--- Start of Data for processing ---

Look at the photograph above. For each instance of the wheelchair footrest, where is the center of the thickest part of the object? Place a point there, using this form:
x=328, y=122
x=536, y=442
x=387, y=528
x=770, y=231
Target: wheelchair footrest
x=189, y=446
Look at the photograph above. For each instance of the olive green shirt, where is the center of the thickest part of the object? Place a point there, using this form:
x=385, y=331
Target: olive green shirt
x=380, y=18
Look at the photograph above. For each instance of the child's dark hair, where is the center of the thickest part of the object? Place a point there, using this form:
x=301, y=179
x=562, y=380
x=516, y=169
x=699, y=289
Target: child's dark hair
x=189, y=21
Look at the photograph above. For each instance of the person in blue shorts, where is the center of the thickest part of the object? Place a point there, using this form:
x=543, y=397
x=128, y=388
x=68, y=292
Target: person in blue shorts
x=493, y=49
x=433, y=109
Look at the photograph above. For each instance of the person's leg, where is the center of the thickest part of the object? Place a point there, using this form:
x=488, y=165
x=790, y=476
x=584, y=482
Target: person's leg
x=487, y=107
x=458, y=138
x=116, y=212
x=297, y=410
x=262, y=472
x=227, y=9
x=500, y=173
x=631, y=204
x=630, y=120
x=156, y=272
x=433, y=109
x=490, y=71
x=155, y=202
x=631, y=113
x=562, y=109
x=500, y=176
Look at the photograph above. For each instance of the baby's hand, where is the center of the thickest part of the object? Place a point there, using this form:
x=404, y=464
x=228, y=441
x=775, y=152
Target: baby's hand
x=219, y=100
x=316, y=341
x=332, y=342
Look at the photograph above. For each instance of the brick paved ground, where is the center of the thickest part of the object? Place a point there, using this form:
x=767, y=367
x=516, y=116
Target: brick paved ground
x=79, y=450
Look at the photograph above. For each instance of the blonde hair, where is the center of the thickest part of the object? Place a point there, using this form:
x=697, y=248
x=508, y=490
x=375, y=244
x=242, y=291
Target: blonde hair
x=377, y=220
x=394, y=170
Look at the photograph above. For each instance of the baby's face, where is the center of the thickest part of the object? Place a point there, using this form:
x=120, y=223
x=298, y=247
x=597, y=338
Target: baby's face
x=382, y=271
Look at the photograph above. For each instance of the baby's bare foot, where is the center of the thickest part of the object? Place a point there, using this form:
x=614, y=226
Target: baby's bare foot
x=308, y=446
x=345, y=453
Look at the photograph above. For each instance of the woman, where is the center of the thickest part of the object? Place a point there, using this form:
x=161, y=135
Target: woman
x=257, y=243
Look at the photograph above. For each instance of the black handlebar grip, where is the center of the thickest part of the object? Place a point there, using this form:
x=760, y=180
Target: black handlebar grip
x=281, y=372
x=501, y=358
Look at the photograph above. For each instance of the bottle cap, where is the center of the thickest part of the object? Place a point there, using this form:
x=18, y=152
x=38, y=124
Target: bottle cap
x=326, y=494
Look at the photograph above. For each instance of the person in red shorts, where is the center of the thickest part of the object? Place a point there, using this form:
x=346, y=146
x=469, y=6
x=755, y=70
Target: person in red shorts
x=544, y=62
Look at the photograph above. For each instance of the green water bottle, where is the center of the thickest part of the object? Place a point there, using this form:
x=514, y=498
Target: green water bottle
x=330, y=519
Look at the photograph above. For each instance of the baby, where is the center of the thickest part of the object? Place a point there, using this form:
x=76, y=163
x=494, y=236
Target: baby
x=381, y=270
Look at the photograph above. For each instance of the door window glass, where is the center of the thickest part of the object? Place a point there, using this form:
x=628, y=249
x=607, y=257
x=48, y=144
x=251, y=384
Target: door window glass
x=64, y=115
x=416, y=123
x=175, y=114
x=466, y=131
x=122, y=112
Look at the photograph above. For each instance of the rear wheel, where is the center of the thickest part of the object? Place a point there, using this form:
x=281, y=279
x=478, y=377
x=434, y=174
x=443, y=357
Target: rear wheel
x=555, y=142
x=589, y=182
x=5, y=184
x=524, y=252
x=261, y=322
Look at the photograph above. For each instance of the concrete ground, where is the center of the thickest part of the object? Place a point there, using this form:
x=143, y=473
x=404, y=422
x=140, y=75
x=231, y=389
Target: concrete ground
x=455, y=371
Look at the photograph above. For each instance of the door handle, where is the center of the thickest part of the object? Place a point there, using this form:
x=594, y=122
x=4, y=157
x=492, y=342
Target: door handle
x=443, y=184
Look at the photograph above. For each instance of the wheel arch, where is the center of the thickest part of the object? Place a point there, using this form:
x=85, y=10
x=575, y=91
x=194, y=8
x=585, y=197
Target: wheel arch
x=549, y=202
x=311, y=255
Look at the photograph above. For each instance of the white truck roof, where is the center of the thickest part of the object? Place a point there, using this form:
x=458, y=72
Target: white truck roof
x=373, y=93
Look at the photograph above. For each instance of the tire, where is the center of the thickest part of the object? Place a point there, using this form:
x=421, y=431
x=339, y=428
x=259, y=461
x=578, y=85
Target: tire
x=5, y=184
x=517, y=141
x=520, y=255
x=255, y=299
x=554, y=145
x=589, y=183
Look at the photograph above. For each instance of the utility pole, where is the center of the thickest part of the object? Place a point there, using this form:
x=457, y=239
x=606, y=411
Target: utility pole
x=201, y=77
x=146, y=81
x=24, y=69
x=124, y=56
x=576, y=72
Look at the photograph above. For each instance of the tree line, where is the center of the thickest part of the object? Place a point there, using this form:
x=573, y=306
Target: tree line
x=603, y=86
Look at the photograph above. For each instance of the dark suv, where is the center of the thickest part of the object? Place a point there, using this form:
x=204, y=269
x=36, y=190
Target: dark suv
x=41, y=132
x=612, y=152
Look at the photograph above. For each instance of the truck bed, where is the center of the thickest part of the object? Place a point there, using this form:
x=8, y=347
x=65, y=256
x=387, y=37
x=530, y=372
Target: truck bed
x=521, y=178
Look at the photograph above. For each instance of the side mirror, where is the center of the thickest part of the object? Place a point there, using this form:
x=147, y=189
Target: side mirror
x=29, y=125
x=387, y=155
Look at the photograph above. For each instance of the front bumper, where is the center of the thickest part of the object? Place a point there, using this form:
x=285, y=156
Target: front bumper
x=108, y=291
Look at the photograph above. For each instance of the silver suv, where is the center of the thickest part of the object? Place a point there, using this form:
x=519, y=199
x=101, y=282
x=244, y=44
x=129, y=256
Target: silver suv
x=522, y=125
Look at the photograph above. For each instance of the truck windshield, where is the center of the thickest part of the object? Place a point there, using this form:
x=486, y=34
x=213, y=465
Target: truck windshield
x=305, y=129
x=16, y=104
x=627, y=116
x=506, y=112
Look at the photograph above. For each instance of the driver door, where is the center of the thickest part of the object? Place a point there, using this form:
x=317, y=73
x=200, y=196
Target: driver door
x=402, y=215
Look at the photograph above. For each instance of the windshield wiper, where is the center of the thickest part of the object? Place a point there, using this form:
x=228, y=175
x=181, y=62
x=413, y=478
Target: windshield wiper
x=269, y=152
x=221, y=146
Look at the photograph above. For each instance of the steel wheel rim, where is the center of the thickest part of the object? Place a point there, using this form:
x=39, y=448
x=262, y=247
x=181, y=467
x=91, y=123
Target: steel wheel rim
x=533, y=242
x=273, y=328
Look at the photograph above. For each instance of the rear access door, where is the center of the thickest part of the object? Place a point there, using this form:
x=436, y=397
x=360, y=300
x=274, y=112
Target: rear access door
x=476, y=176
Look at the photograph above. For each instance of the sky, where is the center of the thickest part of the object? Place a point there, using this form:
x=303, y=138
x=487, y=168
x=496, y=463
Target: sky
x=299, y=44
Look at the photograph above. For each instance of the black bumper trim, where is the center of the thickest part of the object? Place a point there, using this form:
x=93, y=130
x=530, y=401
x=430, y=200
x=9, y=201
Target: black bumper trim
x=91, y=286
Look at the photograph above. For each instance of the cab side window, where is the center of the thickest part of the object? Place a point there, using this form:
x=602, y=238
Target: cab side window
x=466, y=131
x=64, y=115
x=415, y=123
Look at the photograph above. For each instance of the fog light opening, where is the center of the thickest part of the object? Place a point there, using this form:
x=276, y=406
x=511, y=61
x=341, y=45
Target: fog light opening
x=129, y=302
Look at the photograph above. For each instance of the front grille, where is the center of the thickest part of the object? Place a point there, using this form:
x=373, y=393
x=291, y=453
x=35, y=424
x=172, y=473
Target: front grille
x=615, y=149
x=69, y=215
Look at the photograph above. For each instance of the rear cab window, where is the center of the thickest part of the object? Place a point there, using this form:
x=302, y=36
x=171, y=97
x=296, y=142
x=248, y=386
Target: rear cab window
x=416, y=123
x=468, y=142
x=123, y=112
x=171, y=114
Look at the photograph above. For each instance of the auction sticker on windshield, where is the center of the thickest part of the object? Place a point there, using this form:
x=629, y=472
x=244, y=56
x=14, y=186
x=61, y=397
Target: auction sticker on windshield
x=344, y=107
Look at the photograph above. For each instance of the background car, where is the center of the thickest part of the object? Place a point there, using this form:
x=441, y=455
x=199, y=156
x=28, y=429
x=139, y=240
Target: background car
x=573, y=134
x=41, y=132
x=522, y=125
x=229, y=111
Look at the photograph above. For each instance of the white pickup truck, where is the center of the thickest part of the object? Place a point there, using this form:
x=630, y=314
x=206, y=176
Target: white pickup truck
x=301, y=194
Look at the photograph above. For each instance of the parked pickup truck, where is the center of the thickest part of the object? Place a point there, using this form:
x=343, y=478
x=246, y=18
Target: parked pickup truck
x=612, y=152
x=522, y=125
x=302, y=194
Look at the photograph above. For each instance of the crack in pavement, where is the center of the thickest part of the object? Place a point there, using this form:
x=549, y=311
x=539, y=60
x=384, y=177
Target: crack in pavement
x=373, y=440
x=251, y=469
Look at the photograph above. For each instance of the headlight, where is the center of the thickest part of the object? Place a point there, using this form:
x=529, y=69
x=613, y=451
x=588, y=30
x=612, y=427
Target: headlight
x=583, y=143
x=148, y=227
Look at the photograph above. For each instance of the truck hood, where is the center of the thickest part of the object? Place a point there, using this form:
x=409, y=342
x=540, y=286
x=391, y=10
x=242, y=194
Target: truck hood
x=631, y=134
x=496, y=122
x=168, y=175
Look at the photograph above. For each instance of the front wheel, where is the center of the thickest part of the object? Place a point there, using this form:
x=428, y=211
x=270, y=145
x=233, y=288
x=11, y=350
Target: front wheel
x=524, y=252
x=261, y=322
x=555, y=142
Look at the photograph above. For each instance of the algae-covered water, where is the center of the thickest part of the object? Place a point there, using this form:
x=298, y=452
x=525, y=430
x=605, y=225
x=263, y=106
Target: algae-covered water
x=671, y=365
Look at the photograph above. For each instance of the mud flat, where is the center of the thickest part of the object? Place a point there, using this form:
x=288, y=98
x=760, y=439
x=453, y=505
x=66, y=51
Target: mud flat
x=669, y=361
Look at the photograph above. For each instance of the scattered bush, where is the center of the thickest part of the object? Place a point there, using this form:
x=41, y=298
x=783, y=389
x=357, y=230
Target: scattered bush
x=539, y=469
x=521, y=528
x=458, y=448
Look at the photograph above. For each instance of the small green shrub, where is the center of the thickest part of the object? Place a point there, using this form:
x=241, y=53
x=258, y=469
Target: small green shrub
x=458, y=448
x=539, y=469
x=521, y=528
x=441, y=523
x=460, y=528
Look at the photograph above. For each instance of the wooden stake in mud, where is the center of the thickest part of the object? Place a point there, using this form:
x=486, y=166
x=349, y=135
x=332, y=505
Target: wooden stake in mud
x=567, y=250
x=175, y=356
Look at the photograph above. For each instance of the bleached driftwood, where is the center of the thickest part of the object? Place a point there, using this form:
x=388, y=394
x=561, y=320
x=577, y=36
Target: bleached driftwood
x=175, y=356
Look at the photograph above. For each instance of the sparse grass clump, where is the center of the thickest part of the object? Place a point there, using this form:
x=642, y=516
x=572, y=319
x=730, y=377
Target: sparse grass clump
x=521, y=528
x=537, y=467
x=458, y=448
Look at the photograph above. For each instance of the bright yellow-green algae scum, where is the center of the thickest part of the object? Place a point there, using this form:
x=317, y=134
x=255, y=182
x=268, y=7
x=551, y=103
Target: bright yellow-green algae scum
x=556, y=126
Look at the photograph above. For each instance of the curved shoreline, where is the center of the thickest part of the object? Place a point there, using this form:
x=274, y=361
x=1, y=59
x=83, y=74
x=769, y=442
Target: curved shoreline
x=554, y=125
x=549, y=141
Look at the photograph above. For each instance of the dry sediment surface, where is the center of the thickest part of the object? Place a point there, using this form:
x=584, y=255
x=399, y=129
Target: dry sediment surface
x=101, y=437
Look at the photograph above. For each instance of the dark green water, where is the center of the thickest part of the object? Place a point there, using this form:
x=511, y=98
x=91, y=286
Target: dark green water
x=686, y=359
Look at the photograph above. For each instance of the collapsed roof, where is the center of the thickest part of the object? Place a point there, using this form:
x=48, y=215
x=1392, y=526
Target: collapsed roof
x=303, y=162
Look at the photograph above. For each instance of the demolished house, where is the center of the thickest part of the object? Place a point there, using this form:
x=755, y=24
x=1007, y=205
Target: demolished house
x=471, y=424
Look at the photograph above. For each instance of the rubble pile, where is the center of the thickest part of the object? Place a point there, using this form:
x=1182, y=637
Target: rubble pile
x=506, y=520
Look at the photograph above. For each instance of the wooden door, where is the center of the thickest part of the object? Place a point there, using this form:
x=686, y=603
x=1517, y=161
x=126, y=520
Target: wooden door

--- End of Data for processing ---

Return the entries from the very first line through the line containing "x=189, y=446", both ends included, reproducing each line without any change.

Complete output
Look at the photograph above. For each instance of the wheelchair footrest, where is the center of the thickest part of the object? Place a point there, using this form:
x=328, y=122
x=536, y=442
x=387, y=528
x=770, y=231
Target: wheelchair footrest
x=189, y=446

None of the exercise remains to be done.